Editoria, l’ultimo baluardo dell’umanità

“Limitato geometricamente, un libro è anzitutto un emblema: richiama un ordine prestabilito, pensato, misurato e per ciò stesso umano”. Prendo in prestito da Valentino Bompiani, editore, scrittore e drammaturgo italiano, questa bellissima citazione per aprire l’ultima puntata del nostro Salotto, nella quale parleremo di editoria. E, appunto, non quella dei quotidiani o delle riviste, ma dei libri. Lo facciamo con due autorità polesane che da decenni se ne occupano: Marco Munaro della casa editrice Il Ponte del Sale, specializzata in raccolte di poesie, e Paolo Spinello, della Apogeo, più legata alla saggistica e alla narrativa. Partiamo, allora, da questo oggetto “geometrico”. “Per me il libro è uno scrigno di conoscenze e di bellezza - esordisce Munaro - la sua storia è millenaria. Oggi tutto cambia, ma il libro, come oggetto e strumento messo a fuoco dall’uomo, resterà”. Nonostante i social e il digitale? “La poesia circola anche lì, perché è breve. Ma la poesia va rilet¬ta, non solo letta: è memoria. I messaggi online sono sostituiti subito. Il libro, nella sua materialità, non si cancella. Quando si brucia un libro si brucia l’umano”.
Spinello annuisce: “Condivido pienamente. Nelle case editrici la presenza di un progetto è più ampia: non c’è la tirannia della quotidianità, ma una programmazione almeno annuale”. Poi mette in fila i nodi concreti: “Il mercato impone la distribuzione. Un distributore nazionale si prende il 55% del prezzo di copertina. Se non stai sotto i 20 euro rischi di essere fuori. Alla fine restano 2-3 euro su cui giocarti tutto”.

### DATI FORNITI

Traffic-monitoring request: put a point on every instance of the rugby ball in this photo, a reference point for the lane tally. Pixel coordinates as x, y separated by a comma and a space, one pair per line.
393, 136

### ATTIVITÀ DA SVOLGERE
- 1) Rispondi in base al brano sull'editoria:
(a) In che cosa è specializzata la casa editrice di Marco Munaro?
(b) Quale percentuale del prezzo di copertina si prende un distributore nazionale?
(c) Sotto quale prezzo bisogna stare per non rischiare di essere fuori dal mercato?
- 2) Riassumi il brano sull'editoria in due frasi.

### SOLUZIONI DELLE ATTIVITÀ
- 1)
(a) Nelle raccolte di poesie.
(b) Il 55%.
(c) Sotto i 20 euro.

- 2) Nell'ultima puntata del Salotto, dedicata all'editoria libraria, Marco Munaro del Ponte del Sale e Paolo Spinello della Apogeo parlano del libro, che per Munaro è uno scrigno di conoscenze e di bellezza destinato a restare anche se tutto cambia. Spinello condivide questa visione, poi ricorda che le case editrici lavorano con una programmazione almeno annuale e che il mercato impone la distribuzione, con un distributore nazionale che si prende il 55% del prezzo di copertina e lascia 2-3 euro su cui giocarsi tutto.